- _TASK BRIEF_:
Every record that follows should be output exactly as it is given.
..........
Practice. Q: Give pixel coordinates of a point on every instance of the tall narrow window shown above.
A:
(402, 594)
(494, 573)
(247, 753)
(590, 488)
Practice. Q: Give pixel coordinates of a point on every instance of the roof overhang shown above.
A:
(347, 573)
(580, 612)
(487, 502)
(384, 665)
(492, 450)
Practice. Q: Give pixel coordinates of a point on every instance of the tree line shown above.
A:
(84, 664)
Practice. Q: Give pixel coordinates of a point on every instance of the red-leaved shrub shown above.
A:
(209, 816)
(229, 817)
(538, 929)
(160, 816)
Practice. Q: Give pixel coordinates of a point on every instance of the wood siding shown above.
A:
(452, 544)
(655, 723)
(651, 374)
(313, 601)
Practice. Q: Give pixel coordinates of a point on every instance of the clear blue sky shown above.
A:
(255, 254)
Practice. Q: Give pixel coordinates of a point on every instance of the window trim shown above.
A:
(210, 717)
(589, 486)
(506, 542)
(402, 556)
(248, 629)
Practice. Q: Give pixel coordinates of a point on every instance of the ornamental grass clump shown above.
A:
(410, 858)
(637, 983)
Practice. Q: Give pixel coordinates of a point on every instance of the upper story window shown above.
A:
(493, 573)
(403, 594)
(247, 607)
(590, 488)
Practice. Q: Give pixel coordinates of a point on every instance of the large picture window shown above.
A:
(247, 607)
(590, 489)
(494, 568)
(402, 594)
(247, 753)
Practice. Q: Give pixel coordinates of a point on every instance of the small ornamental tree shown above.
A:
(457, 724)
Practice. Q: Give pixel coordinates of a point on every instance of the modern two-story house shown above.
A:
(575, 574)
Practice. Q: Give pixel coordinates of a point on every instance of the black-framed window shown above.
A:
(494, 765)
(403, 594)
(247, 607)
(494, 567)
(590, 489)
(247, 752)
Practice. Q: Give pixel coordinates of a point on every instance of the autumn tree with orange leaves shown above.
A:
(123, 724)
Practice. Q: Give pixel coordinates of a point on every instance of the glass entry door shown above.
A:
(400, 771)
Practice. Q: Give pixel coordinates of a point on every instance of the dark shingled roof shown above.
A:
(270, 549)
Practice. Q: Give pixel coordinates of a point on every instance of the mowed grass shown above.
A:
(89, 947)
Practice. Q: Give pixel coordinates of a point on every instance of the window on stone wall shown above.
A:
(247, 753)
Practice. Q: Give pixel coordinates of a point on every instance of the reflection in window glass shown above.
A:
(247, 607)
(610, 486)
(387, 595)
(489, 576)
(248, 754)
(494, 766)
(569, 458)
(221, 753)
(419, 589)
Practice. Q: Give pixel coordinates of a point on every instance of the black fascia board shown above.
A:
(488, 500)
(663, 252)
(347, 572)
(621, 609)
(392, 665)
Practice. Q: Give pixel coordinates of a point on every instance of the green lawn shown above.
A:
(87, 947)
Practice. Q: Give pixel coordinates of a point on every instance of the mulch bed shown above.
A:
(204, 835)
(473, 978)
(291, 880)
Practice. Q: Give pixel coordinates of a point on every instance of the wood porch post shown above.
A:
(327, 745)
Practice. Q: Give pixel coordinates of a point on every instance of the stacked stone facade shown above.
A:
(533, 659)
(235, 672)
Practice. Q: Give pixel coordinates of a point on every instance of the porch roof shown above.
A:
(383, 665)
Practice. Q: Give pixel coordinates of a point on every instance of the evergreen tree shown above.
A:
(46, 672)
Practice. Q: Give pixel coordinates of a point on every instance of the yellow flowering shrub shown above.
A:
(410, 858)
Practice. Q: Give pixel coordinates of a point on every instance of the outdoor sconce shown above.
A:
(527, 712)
..........
- _OUTPUT_:
Practice. Q: Give pixel coordinates of a point on every instance of the tall narrow window shown above.
A:
(402, 594)
(494, 573)
(247, 753)
(590, 488)
Practice. Q: Give pixel coordinates of a point on every instance of the roof overhang shown above.
A:
(347, 573)
(580, 612)
(487, 502)
(384, 665)
(492, 450)
Practice. Q: Give pixel coordinates of a point on every instance of the tree line shown above.
A:
(84, 664)
Practice. Q: Give pixel coordinates of a point on every instance of the red-leaved shrub shown above.
A:
(209, 816)
(229, 817)
(538, 929)
(160, 816)
Practice. Q: Give pixel coordinates of a point on every instance of the wood siding shown above.
A:
(452, 544)
(655, 723)
(651, 374)
(313, 601)
Practice. Q: Give pixel coordinates of a point on every instance of the clear blue sky shown above.
A:
(255, 254)
Practice. Q: Give pixel coordinates of a point on every instance of the window trim shown above.
A:
(210, 717)
(589, 486)
(506, 542)
(402, 556)
(248, 629)
Practice. Q: Give pixel coordinates of a point on every instance of the ornamental grass clump shown above.
A:
(410, 858)
(637, 983)
Practice. Q: Give pixel coordinates of a point on every instance of the upper story window shown above.
A:
(493, 573)
(403, 594)
(247, 607)
(590, 488)
Practice. Q: Give pixel coordinates of a point on every instance of the large picture window shown above.
A:
(247, 607)
(590, 489)
(494, 568)
(402, 594)
(247, 753)
Practice. Q: Give pixel coordinates of a point on every instance of the small ornamental tree shown above.
A:
(457, 724)
Practice. Q: Give pixel coordinates of a point on every instance of the modern two-story house shown above.
A:
(575, 574)
Practice. Q: Give pixel coordinates of a point on every instance of the black-framed window shown above.
A:
(494, 765)
(403, 594)
(247, 607)
(494, 567)
(590, 489)
(247, 752)
Practice. Q: Give pixel coordinates of a point on every instance of the autumn tree with orange leaves shown above.
A:
(123, 724)
Practice. Q: Give pixel coordinates of a point on every instance of the glass entry door shown above.
A:
(400, 771)
Practice. Q: Give pixel coordinates of a point on every instance of the dark shingled roof shown above.
A:
(270, 549)
Practice. Q: Give pixel coordinates of a point on every instance of the mowed grass shown above.
A:
(89, 947)
Practice. Q: Give pixel coordinates of a point on every instance of the window on stone wall shown above.
A:
(247, 753)
Practice. Q: Give pixel coordinates of a point on every instance of the reflection in window glass shown above.
A:
(247, 607)
(610, 486)
(387, 595)
(489, 576)
(248, 754)
(494, 766)
(569, 458)
(221, 753)
(419, 589)
Practice. Q: Give pixel coordinates of a point on every instance of the black fascia board shown above.
A:
(488, 500)
(663, 252)
(347, 572)
(621, 609)
(392, 665)
Practice. Q: Give pixel coordinates of a point on every instance of the green lawn shown above.
A:
(87, 947)
Practice. Q: Give pixel coordinates of a point on every instance of the mulch bed shown above.
A:
(204, 835)
(473, 978)
(291, 880)
Practice. Q: Give pixel coordinates of a point on every instance of the wood porch post shown above.
A:
(327, 745)
Practice. Q: Give pixel coordinates of a point on every instance of the stacked stone facade shown above.
A:
(533, 659)
(235, 672)
Practice. Q: Give pixel coordinates of a point on every instance of the porch roof shown above.
A:
(383, 665)
Practice. Q: Give pixel coordinates of a point on every instance of the evergreen tree shown above.
A:
(46, 672)
Practice. Q: Give pixel coordinates of a point on every instance of the yellow flowering shrub shown above.
A:
(410, 858)
Practice. Q: Give pixel coordinates of a point on every instance of the outdoor sconce shown above.
A:
(527, 712)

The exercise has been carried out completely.